(Source data)

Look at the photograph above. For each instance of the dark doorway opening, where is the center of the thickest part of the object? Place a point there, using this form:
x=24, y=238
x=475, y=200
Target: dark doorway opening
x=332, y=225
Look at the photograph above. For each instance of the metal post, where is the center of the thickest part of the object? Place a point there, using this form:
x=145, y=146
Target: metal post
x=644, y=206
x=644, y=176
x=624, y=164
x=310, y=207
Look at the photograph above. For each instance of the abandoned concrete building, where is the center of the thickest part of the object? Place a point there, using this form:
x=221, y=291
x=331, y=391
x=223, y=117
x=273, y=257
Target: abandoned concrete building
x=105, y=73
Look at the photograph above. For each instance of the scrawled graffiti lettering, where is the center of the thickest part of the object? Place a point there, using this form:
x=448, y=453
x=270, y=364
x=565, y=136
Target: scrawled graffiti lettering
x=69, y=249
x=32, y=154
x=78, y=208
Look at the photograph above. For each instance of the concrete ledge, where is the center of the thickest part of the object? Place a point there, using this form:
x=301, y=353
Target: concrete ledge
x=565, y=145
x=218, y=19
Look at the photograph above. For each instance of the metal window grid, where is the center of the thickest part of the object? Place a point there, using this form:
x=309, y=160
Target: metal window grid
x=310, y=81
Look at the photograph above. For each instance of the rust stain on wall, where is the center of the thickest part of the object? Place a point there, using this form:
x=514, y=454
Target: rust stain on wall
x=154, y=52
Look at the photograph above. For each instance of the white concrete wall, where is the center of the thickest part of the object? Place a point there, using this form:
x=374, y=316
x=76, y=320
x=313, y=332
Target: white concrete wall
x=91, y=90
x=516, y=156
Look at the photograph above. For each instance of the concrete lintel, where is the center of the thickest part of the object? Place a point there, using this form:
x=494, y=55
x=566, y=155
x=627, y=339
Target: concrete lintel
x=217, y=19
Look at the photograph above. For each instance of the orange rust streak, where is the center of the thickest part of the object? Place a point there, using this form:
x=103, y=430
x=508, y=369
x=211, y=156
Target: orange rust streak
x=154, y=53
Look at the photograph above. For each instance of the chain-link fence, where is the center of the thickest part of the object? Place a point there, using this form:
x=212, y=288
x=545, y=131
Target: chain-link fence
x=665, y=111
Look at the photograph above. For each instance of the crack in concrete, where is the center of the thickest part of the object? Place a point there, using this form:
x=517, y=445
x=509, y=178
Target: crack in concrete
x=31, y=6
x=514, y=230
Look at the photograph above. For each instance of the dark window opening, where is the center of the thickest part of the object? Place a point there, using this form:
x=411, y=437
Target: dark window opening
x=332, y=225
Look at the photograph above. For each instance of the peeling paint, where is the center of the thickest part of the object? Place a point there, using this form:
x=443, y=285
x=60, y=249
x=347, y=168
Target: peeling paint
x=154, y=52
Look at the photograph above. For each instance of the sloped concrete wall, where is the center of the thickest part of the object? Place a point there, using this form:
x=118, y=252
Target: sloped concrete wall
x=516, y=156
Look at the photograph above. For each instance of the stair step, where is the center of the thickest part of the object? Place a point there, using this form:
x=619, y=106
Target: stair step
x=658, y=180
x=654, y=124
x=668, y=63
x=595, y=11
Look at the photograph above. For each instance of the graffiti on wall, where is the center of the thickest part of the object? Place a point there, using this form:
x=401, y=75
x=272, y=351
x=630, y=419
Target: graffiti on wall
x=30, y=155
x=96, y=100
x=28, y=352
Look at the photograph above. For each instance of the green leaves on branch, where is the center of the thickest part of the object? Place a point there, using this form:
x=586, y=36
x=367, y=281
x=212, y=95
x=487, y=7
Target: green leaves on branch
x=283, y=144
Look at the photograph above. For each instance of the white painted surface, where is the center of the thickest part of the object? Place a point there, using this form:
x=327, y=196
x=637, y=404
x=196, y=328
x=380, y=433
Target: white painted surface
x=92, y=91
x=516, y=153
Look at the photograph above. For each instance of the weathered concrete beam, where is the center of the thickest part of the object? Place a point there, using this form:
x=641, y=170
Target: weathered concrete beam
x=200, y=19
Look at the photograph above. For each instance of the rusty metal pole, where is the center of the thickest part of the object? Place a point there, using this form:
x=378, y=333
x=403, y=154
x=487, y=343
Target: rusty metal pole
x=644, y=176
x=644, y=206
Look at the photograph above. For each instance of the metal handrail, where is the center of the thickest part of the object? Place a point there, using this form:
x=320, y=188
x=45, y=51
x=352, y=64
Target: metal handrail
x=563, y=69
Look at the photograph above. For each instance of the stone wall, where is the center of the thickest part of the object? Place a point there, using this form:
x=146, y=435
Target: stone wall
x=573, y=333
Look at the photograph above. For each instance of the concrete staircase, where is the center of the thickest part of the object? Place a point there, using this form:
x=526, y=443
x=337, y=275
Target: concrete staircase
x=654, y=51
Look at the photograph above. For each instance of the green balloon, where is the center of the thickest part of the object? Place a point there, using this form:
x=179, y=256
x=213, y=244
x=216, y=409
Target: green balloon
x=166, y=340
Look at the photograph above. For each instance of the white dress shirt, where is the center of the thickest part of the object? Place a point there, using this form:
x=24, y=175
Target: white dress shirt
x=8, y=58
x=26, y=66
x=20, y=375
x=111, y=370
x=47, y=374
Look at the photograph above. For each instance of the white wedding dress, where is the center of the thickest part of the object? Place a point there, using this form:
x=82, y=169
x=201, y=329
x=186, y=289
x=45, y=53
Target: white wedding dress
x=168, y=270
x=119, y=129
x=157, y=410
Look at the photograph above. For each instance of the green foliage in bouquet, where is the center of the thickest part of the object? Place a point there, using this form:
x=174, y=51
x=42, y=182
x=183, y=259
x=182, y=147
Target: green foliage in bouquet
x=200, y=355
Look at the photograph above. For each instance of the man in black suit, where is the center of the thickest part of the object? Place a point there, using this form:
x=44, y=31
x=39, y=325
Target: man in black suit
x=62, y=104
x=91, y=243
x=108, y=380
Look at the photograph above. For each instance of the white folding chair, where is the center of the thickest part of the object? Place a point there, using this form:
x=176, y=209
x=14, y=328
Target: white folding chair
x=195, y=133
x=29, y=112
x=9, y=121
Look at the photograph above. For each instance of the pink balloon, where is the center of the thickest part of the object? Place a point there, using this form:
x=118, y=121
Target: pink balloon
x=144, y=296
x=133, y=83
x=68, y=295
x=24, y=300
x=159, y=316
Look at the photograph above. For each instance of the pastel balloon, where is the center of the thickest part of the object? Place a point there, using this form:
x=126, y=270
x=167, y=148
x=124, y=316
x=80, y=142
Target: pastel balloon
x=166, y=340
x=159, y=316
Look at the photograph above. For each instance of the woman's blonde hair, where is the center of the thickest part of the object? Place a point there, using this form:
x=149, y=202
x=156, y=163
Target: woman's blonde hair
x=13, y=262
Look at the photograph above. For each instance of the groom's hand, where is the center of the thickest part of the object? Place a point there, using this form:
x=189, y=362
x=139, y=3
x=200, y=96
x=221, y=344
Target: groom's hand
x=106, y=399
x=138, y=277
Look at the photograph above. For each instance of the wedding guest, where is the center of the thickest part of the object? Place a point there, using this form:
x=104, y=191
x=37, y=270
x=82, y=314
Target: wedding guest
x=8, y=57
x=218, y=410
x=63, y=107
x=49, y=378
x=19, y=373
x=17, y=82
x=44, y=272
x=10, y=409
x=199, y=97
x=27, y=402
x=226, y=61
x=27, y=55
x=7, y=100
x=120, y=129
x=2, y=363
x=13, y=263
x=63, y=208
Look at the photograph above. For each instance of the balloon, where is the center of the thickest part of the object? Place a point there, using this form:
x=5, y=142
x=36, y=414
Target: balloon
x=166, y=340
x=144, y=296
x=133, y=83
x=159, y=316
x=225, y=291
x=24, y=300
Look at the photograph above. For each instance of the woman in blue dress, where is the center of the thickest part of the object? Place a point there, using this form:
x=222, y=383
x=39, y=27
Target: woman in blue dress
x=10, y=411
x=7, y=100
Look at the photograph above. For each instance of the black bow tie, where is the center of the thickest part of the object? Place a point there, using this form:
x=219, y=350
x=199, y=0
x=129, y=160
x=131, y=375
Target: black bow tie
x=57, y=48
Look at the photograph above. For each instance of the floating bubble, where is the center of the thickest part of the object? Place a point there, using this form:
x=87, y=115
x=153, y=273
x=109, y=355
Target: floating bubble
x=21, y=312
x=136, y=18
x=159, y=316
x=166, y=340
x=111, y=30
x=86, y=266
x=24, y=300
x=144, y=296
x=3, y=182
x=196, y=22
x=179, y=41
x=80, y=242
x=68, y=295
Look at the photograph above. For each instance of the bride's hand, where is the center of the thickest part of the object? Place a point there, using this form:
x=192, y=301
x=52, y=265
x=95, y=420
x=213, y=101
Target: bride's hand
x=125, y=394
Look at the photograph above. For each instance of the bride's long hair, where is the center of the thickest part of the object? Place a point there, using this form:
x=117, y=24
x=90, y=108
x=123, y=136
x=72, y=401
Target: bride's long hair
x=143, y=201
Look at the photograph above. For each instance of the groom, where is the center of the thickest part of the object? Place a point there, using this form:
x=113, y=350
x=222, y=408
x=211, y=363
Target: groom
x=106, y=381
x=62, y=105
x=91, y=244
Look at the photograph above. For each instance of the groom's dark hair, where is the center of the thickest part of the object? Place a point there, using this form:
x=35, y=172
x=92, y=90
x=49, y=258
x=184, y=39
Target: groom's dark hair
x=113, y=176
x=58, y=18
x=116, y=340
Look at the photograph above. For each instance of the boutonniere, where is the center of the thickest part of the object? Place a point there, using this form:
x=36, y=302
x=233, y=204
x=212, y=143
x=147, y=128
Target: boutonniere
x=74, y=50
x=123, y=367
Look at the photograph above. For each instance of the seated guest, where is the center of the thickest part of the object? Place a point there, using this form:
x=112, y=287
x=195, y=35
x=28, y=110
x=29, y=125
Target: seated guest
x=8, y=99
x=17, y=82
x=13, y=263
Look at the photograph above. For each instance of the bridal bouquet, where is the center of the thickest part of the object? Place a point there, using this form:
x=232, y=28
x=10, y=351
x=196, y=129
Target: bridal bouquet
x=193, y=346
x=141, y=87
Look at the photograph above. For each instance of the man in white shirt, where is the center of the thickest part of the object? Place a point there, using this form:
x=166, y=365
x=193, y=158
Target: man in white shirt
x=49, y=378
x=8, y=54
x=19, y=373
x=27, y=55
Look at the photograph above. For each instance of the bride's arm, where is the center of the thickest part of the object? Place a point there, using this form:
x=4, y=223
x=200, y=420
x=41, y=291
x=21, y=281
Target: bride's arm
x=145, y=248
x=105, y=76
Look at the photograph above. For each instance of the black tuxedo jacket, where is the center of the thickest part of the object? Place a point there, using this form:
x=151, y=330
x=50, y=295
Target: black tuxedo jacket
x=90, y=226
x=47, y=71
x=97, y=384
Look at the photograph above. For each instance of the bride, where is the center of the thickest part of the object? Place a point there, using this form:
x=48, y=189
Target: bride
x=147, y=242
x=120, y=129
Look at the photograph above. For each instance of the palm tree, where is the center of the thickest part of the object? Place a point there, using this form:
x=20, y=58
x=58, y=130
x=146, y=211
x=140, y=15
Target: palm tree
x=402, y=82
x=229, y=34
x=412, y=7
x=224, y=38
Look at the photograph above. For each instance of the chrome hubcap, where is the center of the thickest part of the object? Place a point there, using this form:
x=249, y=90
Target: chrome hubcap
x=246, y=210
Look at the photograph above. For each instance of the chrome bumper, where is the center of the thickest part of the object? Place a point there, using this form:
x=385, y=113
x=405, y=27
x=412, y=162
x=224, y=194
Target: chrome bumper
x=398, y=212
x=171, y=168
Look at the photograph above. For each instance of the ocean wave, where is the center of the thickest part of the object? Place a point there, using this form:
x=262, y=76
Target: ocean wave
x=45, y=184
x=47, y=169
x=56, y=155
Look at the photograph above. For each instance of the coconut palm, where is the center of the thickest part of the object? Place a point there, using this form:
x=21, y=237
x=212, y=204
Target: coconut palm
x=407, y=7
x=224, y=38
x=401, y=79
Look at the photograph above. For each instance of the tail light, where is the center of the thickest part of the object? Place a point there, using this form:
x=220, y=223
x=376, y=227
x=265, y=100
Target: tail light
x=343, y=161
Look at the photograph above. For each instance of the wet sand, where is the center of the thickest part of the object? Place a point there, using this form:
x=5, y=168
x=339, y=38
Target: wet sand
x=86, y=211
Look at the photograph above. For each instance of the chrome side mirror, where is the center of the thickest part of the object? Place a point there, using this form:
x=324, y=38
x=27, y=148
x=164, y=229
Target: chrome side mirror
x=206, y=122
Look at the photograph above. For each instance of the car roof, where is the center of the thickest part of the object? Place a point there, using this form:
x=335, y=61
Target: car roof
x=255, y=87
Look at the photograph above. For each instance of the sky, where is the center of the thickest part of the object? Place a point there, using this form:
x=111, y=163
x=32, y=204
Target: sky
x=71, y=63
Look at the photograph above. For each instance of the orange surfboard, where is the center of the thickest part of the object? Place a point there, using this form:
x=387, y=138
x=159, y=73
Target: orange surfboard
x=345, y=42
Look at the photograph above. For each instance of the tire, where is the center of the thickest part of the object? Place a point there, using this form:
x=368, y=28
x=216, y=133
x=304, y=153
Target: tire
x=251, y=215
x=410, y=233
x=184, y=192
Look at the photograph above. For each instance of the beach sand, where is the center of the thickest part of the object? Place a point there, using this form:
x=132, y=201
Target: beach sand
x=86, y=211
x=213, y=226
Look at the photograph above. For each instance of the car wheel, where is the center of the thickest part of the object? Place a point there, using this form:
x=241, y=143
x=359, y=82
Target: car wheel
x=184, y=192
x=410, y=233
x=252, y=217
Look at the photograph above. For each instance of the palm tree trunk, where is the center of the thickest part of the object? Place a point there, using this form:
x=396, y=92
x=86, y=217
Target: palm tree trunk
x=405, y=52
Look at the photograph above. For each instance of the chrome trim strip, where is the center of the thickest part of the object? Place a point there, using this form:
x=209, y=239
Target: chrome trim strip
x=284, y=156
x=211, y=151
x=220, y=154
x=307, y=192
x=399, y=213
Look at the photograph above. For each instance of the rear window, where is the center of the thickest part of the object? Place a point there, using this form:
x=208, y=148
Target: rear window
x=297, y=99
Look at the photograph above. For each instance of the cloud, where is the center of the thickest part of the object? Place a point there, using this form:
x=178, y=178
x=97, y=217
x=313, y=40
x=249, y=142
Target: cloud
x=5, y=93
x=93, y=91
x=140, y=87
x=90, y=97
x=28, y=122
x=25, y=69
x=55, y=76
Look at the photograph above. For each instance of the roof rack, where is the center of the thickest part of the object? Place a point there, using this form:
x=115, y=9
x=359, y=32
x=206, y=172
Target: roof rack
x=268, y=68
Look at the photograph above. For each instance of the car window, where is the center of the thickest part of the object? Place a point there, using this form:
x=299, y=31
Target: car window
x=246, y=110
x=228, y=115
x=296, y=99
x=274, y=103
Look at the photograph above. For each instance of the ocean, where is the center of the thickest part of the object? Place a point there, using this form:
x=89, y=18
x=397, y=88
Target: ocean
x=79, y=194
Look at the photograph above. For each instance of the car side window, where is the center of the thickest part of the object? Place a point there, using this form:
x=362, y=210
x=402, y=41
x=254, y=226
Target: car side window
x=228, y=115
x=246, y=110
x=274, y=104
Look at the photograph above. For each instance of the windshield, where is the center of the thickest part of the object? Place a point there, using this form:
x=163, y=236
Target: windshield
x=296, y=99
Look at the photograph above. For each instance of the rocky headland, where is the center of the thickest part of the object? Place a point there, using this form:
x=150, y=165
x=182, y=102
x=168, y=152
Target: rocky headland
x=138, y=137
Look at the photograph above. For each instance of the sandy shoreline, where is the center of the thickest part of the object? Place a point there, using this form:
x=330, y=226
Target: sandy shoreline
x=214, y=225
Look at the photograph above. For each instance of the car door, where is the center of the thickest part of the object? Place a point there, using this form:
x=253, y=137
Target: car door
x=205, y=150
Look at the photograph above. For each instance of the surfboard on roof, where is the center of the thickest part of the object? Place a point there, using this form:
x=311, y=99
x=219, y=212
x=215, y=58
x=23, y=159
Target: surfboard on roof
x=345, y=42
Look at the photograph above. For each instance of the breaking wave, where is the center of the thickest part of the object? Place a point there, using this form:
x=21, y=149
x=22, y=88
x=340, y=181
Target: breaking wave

WORK REQUEST :: Retype the entries above exactly, but only from the line containing "Target: black tuxedo jacket" through the line containing "x=21, y=237", both included.

SOLUTION TO THE PROBLEM ::
Target: black tuxedo jacket
x=90, y=226
x=47, y=71
x=97, y=384
Look at the photograph above. For each instance of the bride, where is the center of the thickest part of the object? Place a point there, using this form:
x=48, y=189
Target: bride
x=147, y=242
x=120, y=129
Look at the photograph above. For each instance of the palm tree, where is the center of the thickest part of the object? Place a point there, using this form:
x=20, y=58
x=58, y=130
x=146, y=211
x=140, y=15
Target: palm tree
x=402, y=82
x=229, y=34
x=412, y=7
x=224, y=38
Look at the photograph above. For each instance of the chrome hubcap, where is the center of the thickest part of the object? Place a point there, using this form:
x=249, y=90
Target: chrome hubcap
x=246, y=210
Look at the photograph above. For each instance of the chrome bumper, where is the center of the thickest part of the object? Place a point there, using this form:
x=385, y=113
x=405, y=27
x=412, y=162
x=224, y=194
Target: chrome bumper
x=398, y=212
x=171, y=168
Look at the photograph above. For each instance of the ocean wave, where is the center of the thickest part of the object? Place a point there, using this form:
x=262, y=76
Target: ocean wave
x=45, y=184
x=47, y=169
x=56, y=155
Look at the photograph above. For each instance of the coconut palm, where is the center of the thickest part of the object? Place a point there, using this form:
x=21, y=237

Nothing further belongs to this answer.